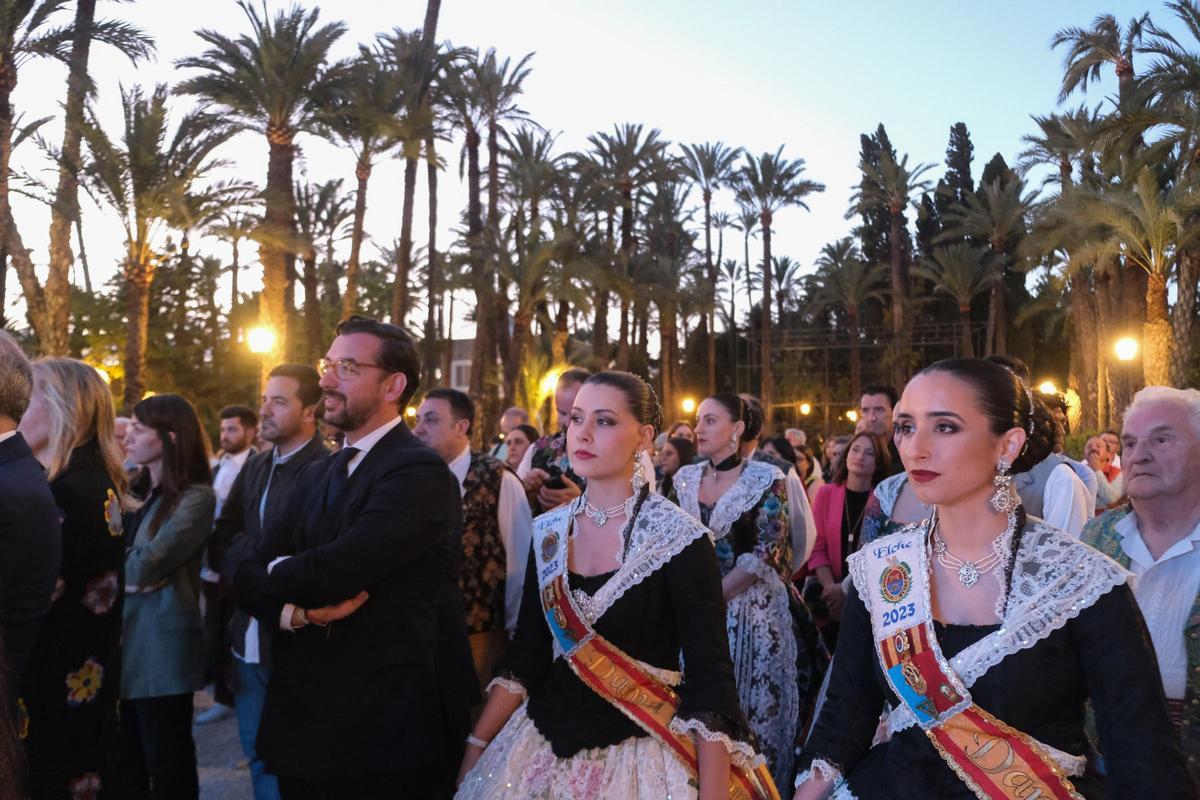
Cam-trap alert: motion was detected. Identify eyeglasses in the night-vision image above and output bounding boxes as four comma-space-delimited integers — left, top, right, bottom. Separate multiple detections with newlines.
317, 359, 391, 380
==
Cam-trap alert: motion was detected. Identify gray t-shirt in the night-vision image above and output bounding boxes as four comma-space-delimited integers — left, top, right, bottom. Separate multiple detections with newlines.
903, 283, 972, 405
==
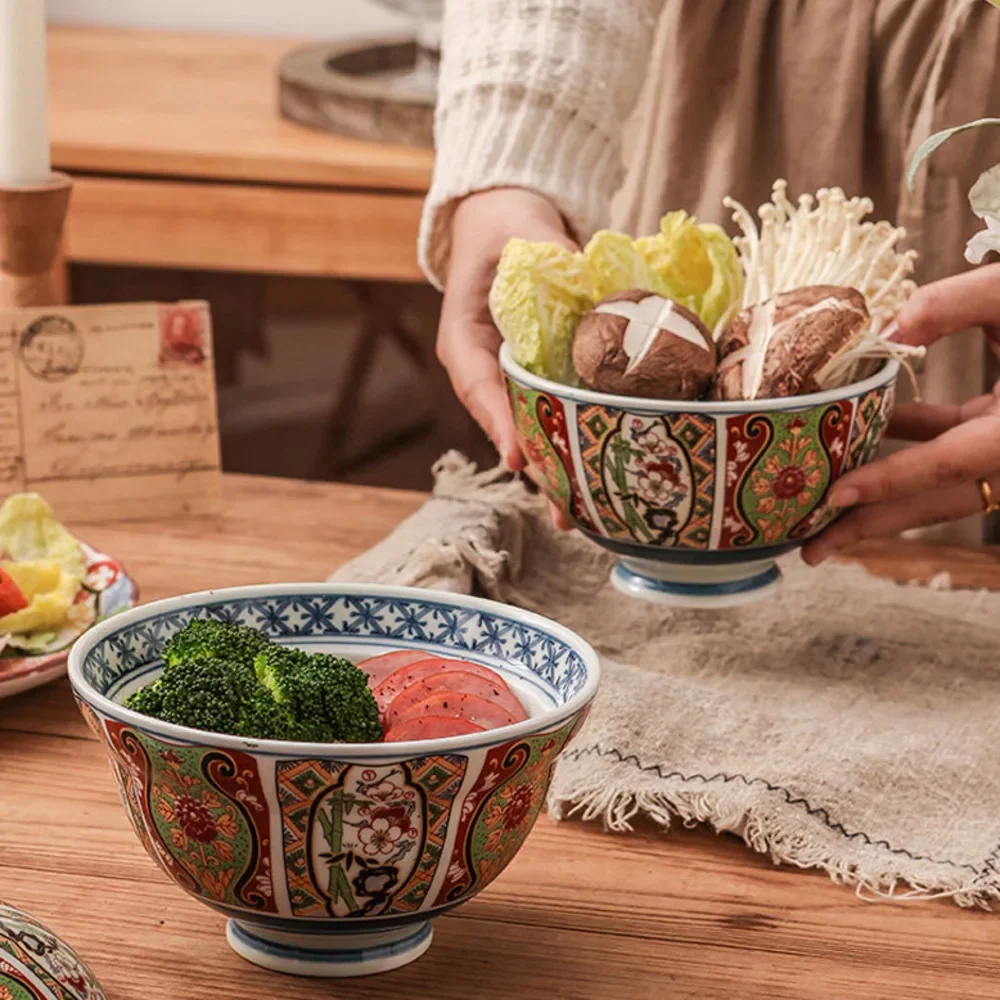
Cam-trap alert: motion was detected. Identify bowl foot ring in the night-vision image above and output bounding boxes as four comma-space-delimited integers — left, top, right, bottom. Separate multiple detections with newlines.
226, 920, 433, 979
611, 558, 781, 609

*SET PROBLEM*. Render the lines of the listing between the one containing "Cam-trap alert: motion was detected. Identify eyeglasses" and the one containing "317, 359, 391, 380", inclusive, as a numbered list, leaving out any blank lines.

*WRITTEN RESPONSE*.
1. Cam-trap alert: motion was detected. Identify eyeglasses in the night-vision image above and output bounding boxes as four comma-space-delimited integers — left, top, right, bottom. Separate multiple detections with newlines.
2. 317, 359, 391, 380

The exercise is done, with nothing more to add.